[Parts of the exercise]
1. List every company that the Francis Alfred Lucas biography names Lucas as a partner or director of.
2. From the Francis Alfred Lucas biography, reproduce the stretch from "He was also" through "1900 to 1906." word for word.
3. Carry on the Francis Alfred Lucas biography from its final sentence, keeping its encyclopedic style.

[Selected excerpt]
++++

Colonel Francis Alfred Lucas (7 June 1850 – 11 December 1918) was a British company director and Conservative Party politician who lived in London and in Suffolk. He sat in the House of Commons from 1900 until his defeat in 1906. He died whilst a prospective candidate in the 1918 election and he was replaced by his wife, Alice Theresa Lucas.

== Early life ==
Lucas was the son of Sampson Lucas, of Gloucester Square, London. He was educated privately and then at University College London, after which he went into business, becoming a partner in Lucas, Nicholls and Company, a merchants firm with operations in London, Stockport and Manchester. He was a director of both Allied Insurance and Allied Marine Insurance.

He was also an actively involved in the Volunteer Force, serving for 35 years as a member of the Artists Rifles, mostly as an officer. He then became Commander of the Harwich Voluntary Infantry Brigade from 1900 to 1906.

++++

[Dataset records]
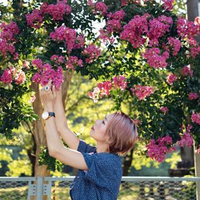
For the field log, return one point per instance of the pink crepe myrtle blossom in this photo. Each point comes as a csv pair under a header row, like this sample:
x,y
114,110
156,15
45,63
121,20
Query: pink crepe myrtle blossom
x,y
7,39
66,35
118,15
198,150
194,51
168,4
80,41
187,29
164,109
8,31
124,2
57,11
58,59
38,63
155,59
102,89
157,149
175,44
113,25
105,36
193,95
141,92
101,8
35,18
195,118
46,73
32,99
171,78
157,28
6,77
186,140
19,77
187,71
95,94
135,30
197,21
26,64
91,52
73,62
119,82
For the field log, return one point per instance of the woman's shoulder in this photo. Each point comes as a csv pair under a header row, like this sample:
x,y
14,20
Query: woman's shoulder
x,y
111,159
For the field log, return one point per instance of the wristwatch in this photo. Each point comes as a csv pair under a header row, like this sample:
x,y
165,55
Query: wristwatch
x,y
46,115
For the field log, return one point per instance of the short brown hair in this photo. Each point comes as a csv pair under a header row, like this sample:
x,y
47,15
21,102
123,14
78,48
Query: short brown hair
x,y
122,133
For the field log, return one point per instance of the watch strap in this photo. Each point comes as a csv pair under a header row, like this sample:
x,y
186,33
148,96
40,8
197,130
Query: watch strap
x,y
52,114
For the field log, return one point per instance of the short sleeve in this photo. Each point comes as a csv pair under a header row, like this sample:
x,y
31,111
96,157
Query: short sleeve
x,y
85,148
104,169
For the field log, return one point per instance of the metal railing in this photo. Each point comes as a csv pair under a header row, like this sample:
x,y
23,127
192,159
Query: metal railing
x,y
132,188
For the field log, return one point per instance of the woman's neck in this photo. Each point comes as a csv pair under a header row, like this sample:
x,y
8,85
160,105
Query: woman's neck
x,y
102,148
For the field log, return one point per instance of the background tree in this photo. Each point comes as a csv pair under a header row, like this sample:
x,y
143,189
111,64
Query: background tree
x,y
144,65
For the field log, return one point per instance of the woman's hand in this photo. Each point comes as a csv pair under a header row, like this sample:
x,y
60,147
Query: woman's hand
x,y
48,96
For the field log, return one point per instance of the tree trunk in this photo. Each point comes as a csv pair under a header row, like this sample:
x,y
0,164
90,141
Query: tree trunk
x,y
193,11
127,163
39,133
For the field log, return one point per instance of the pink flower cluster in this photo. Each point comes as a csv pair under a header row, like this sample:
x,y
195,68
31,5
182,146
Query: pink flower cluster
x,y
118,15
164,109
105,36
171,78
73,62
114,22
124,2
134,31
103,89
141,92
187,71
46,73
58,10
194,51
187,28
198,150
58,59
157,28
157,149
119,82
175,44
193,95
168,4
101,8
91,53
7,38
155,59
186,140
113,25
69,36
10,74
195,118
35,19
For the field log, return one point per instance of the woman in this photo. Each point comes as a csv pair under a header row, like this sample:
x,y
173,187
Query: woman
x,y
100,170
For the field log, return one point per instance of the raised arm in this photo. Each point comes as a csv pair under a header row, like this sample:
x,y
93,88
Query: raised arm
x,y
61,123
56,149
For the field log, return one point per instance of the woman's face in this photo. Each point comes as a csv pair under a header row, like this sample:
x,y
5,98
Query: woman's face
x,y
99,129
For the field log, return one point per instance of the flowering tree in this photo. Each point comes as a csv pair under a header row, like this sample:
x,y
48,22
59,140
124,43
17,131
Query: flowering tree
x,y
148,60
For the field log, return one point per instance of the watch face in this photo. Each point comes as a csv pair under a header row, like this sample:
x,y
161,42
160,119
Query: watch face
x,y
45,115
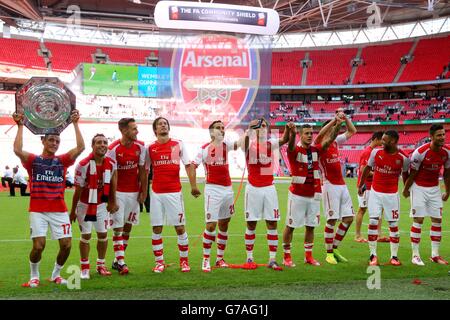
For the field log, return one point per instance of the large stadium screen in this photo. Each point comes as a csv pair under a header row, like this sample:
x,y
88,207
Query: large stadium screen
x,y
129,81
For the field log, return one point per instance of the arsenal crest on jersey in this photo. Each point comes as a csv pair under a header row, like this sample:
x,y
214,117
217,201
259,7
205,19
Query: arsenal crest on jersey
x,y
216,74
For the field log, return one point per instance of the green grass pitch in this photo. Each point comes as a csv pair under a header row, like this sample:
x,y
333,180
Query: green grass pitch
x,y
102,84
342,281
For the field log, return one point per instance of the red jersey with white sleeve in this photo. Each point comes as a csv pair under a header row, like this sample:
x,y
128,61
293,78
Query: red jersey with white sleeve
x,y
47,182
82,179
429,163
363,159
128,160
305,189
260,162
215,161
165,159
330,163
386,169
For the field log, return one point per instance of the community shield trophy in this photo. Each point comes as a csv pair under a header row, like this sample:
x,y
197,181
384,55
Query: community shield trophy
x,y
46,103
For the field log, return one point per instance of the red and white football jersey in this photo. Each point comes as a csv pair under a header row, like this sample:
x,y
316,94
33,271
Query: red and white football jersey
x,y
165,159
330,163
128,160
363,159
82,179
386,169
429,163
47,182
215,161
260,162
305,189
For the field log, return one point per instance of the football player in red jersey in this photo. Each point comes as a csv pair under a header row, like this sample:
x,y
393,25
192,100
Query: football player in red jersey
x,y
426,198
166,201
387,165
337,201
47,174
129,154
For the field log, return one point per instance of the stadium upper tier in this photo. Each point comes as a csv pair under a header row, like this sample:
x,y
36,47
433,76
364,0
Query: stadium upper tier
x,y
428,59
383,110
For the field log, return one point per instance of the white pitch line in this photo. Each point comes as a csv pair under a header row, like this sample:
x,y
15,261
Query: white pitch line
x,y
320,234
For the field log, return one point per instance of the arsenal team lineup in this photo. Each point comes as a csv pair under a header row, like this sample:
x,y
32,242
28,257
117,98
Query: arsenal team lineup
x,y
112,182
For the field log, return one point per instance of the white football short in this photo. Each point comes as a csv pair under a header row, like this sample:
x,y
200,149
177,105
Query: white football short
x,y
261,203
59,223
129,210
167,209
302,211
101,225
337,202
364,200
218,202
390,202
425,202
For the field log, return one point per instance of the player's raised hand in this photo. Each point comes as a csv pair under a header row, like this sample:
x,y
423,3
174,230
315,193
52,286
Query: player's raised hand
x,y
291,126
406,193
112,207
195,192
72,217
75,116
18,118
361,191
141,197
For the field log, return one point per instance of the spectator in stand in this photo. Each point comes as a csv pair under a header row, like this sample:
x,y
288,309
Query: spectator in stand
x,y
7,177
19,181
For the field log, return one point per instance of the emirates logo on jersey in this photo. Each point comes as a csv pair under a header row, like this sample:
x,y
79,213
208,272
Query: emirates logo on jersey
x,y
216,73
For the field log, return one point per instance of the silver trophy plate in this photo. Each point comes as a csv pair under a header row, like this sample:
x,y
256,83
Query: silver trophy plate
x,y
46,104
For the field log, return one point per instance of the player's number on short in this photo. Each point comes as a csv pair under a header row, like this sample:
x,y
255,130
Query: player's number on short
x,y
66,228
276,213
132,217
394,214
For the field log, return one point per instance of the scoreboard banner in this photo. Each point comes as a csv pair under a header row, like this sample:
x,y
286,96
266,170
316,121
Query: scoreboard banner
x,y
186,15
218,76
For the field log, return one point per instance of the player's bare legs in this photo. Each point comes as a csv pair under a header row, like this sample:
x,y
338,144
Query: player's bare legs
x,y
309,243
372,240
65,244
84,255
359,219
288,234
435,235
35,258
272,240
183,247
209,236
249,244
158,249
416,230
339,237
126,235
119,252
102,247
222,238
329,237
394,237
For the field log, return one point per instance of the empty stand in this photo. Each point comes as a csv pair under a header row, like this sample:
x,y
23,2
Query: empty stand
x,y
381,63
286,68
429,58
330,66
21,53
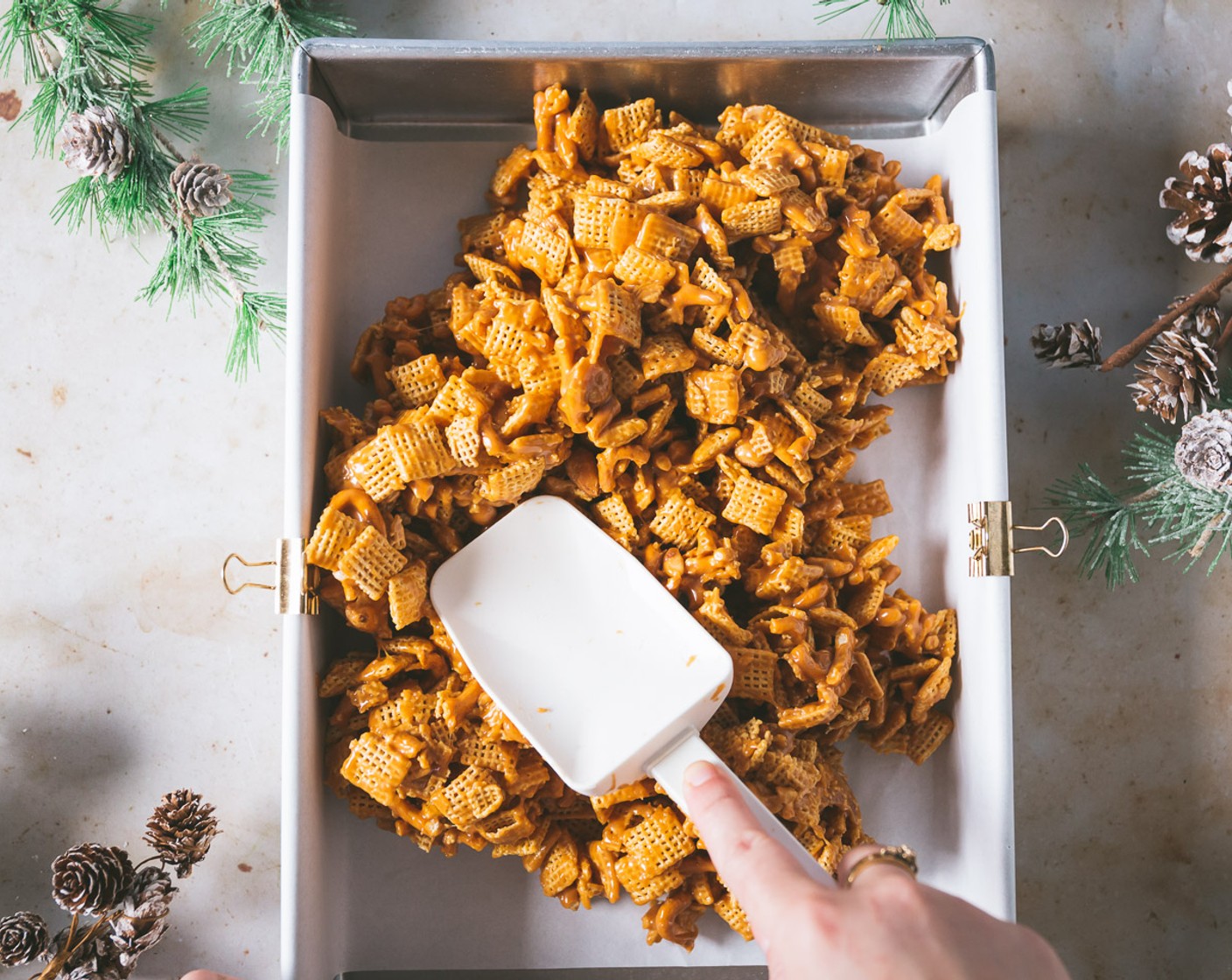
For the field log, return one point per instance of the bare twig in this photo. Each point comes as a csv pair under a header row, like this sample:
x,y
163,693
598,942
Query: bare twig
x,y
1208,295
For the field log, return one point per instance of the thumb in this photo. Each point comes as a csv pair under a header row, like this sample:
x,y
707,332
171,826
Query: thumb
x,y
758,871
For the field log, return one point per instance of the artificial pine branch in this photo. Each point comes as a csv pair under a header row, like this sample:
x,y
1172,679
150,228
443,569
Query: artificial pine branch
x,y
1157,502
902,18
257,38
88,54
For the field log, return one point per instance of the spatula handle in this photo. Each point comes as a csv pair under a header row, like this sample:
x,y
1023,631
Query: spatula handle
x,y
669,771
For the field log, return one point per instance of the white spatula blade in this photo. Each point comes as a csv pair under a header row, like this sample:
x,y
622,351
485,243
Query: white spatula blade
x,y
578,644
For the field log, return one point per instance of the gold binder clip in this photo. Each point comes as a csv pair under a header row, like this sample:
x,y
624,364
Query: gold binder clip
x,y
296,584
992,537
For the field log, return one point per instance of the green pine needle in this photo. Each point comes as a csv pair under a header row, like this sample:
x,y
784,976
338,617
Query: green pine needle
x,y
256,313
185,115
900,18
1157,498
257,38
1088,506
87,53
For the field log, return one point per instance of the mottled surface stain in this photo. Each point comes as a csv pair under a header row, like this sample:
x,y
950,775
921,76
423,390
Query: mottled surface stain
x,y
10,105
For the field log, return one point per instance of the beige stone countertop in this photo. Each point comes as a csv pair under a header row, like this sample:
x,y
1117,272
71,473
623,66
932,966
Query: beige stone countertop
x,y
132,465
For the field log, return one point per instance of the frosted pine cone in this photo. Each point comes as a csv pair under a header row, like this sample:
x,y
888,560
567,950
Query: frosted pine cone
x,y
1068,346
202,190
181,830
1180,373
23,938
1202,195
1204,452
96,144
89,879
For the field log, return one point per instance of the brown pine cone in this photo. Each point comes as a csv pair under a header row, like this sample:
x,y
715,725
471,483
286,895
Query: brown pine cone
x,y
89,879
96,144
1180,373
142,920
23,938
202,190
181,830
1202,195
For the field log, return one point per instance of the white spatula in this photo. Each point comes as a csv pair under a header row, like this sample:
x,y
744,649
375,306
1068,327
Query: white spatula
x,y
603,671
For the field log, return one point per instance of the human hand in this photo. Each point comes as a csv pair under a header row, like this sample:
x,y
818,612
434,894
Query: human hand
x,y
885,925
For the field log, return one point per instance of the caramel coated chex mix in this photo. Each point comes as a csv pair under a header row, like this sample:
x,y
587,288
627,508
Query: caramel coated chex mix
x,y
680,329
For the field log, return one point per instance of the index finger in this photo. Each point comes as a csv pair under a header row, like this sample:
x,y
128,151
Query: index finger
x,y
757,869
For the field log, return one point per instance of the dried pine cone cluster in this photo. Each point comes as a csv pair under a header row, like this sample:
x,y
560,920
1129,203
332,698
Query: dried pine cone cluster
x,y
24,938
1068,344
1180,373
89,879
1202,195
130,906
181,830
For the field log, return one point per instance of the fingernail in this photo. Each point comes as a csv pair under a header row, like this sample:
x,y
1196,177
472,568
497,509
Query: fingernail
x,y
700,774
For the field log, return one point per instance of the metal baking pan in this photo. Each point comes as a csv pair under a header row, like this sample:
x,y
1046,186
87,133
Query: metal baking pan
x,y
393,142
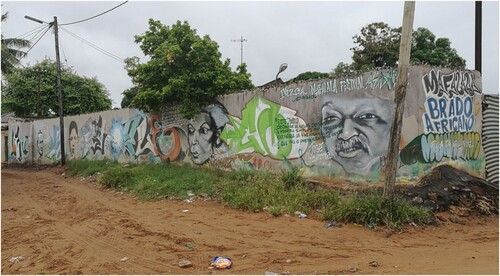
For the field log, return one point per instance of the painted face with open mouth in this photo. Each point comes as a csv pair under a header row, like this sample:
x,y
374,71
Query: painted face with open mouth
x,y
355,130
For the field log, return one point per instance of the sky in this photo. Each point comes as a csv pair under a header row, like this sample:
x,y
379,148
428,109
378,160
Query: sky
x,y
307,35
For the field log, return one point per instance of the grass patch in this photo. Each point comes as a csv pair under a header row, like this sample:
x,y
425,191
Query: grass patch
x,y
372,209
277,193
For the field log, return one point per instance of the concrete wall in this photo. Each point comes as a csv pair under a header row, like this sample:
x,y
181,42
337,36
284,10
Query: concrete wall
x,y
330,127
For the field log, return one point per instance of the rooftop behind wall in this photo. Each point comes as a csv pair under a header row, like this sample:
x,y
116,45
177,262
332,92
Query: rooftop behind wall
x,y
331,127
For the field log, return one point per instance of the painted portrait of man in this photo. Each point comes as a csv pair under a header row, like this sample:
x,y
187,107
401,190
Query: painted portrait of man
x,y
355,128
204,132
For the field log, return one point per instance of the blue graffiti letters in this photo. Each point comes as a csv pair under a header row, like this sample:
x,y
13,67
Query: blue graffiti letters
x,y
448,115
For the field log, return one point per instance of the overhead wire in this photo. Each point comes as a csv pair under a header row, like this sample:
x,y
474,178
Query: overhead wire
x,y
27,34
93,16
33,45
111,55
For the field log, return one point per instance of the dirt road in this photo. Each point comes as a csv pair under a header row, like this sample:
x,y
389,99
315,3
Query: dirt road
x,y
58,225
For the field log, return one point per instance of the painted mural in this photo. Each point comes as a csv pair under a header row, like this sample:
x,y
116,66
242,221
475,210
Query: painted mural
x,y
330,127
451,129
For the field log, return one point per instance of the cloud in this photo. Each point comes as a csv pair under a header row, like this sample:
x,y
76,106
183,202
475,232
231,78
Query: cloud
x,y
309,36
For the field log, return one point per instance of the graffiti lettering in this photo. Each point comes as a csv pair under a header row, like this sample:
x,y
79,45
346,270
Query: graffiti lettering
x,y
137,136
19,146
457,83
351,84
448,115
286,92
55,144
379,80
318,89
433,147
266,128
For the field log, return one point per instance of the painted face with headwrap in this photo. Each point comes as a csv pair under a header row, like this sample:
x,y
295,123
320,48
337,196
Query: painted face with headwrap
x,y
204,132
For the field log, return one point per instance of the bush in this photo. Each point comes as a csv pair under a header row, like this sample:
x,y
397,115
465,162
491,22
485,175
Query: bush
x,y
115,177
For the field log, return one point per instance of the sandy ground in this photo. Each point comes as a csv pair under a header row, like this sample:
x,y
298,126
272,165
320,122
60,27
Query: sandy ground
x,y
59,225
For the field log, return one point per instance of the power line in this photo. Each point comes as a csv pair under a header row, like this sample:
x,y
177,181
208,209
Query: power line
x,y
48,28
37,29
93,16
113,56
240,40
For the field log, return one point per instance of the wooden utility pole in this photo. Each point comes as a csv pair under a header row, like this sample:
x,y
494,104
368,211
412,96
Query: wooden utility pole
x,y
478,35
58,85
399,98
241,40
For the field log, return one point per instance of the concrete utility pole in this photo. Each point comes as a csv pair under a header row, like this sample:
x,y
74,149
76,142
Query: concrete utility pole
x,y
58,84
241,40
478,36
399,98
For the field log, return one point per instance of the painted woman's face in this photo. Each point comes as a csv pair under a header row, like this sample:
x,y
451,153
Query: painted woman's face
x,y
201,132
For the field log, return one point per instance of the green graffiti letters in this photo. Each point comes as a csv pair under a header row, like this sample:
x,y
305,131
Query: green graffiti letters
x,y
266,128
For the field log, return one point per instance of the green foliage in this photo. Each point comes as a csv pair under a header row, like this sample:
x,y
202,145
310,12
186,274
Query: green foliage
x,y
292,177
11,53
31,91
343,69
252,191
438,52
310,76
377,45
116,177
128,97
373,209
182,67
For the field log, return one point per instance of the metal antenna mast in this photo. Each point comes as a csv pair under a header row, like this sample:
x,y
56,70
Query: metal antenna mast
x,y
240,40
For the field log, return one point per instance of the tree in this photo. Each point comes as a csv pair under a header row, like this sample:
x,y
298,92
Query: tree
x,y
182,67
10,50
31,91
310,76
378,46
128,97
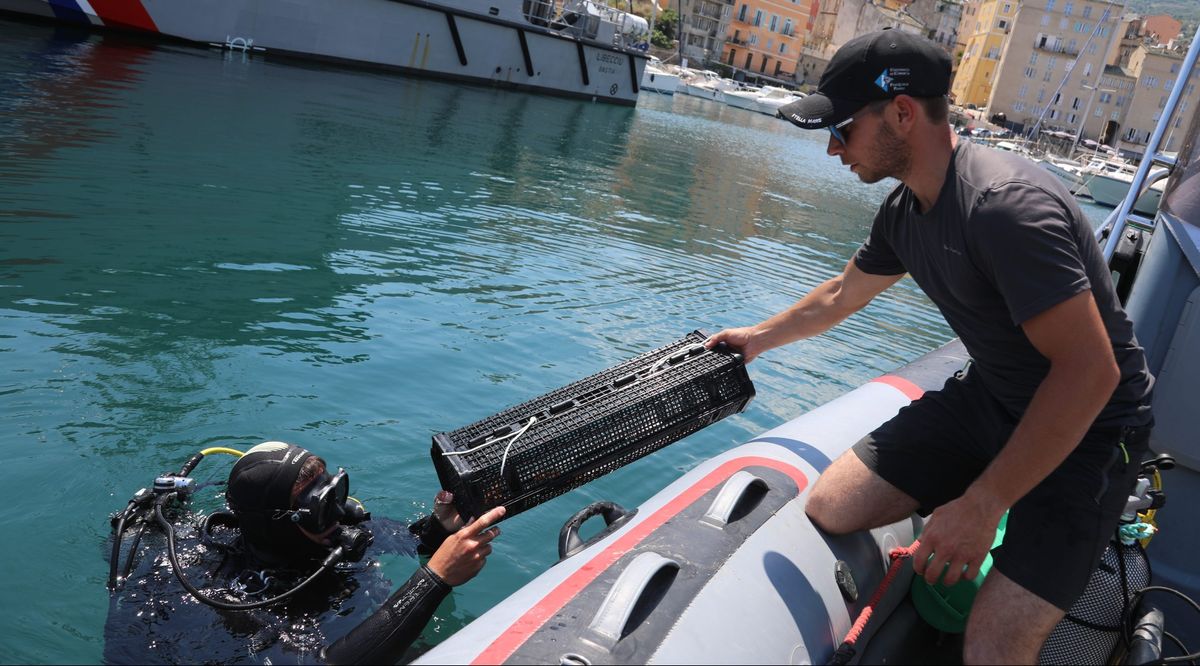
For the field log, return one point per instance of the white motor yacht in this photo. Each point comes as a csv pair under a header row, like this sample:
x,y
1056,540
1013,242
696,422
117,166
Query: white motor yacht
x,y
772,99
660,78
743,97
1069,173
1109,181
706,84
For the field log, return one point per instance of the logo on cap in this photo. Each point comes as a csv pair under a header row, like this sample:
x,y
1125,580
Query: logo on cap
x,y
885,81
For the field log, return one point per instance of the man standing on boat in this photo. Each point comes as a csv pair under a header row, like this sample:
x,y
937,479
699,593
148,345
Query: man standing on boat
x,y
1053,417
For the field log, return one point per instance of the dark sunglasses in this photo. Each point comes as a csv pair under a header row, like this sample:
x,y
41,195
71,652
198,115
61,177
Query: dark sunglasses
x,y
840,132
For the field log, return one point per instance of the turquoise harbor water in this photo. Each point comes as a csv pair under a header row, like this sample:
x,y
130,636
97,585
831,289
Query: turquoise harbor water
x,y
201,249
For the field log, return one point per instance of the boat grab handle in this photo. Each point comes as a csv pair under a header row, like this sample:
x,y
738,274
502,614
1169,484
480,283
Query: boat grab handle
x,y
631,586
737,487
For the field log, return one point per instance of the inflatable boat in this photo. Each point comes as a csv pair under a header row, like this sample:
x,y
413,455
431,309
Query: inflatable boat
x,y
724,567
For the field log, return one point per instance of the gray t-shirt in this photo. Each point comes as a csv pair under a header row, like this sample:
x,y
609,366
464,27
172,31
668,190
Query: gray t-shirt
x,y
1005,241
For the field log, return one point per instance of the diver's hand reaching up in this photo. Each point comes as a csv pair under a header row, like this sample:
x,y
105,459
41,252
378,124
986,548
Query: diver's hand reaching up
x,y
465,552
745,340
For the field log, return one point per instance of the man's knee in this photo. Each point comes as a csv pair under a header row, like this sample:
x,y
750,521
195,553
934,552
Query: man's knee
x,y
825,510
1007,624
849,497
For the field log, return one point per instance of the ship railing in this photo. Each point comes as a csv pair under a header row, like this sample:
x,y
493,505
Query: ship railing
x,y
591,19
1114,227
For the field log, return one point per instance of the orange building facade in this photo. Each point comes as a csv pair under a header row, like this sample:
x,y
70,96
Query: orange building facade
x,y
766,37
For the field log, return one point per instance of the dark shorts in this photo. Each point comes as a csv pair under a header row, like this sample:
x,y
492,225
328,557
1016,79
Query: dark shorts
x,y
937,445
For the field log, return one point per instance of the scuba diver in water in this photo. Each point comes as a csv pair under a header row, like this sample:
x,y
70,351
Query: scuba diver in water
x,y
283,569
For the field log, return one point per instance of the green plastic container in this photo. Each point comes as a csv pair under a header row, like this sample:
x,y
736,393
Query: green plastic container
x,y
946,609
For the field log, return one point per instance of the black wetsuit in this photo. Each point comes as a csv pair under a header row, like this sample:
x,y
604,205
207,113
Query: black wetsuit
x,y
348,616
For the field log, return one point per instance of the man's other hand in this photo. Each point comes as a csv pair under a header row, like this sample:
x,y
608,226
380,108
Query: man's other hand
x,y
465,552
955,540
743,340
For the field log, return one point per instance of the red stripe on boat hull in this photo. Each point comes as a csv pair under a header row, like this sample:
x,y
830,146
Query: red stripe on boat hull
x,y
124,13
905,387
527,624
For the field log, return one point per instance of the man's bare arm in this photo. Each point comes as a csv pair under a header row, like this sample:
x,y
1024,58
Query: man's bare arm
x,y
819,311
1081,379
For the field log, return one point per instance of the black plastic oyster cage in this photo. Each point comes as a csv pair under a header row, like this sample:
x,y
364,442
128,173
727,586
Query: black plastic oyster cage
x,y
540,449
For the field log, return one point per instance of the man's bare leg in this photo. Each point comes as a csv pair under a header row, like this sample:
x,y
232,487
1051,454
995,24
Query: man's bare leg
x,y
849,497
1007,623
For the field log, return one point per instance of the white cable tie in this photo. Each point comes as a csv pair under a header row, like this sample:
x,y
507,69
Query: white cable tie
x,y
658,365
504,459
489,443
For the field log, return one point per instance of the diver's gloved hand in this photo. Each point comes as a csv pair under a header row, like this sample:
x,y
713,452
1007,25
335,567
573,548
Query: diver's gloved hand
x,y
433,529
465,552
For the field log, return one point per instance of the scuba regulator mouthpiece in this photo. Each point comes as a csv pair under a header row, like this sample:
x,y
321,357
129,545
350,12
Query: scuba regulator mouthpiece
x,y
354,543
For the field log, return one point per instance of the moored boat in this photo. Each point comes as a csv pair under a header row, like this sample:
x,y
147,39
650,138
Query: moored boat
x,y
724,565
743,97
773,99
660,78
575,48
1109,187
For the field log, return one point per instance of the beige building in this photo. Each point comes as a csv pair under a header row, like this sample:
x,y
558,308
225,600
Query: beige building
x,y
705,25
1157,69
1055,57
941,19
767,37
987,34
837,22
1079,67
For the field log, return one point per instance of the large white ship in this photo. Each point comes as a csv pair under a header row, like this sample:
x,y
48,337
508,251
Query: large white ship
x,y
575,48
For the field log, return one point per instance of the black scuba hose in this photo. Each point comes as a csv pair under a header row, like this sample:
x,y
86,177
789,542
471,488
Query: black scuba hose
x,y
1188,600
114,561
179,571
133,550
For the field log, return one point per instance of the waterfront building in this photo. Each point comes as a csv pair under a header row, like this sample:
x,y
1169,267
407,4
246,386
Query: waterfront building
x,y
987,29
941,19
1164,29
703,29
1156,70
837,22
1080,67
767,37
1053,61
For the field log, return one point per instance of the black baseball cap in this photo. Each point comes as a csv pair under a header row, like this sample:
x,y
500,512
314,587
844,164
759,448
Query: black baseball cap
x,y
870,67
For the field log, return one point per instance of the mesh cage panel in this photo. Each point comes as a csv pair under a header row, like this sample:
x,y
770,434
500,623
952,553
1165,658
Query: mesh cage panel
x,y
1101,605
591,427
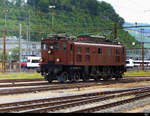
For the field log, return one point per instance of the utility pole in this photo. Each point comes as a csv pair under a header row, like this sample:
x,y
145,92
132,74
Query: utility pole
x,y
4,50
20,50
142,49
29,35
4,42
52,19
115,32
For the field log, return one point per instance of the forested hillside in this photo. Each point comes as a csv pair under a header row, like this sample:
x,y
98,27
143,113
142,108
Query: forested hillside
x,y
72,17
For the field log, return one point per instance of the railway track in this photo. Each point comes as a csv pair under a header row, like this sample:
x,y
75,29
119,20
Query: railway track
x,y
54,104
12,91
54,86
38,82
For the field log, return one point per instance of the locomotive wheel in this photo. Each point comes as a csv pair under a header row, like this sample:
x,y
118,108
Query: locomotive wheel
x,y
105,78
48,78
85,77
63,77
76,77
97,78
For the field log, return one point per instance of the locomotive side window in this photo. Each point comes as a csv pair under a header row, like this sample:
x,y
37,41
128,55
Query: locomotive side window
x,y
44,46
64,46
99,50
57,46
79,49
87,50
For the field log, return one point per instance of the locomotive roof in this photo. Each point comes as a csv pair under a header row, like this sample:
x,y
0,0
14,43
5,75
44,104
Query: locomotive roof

++++

[Answers for this exercise]
1.
Lucas, Nicholls and Company
Allied Insurance
Allied Marine Insurance

2.
He was also an actively involved in the Volunteer Force, serving for 35 years as a member of the Artists Rifles, mostly as an officer. He then became Commander of the Harwich Voluntary Infantry Brigade from 1900 to 1906.

3.
He was also a governor of Christ's Hospital and of Guy's Hospital, and a Justice of the Peace for Suffolk, where his country residence Easton Park was located near Wickham Market.

== Political career ==
He unsuccessfully contested the Louth division of Lincolnshire at the 1895 general election, and at the 1900 general election he was elected as MP for Lowestoft, with a majority of over 20% of the votes. However, at the 1906 election, he was defeated by the Liberal candidate Edward Beauchamp, who won the seat with a 14% majority. Noting the scale of Liberal gains in the election, The Times noted the Lowestoft result as evidence that "apparently, no Unionist seat is now secure".

After his defeat in 1906, Lucas did not stand again in Lowestoft. He unsuccessfully contested the Kennington division of Lambeth at both the January 1910 and December 1910 elections, and at the 1918 general election he stood again in Kennington. However he died on 11 December 1918, aged 68, after he had already been formally nominated. This caused the election to be delayed in Kennington until his wife, Alice Theresa Lucas, could be nominated. Alice was nearly elected and she would have been the only woman MP from the 1918 election.

His death, at his London residence in Stornoway House, Cleveland Row, St James's, was due to heart failure brought about by influenza.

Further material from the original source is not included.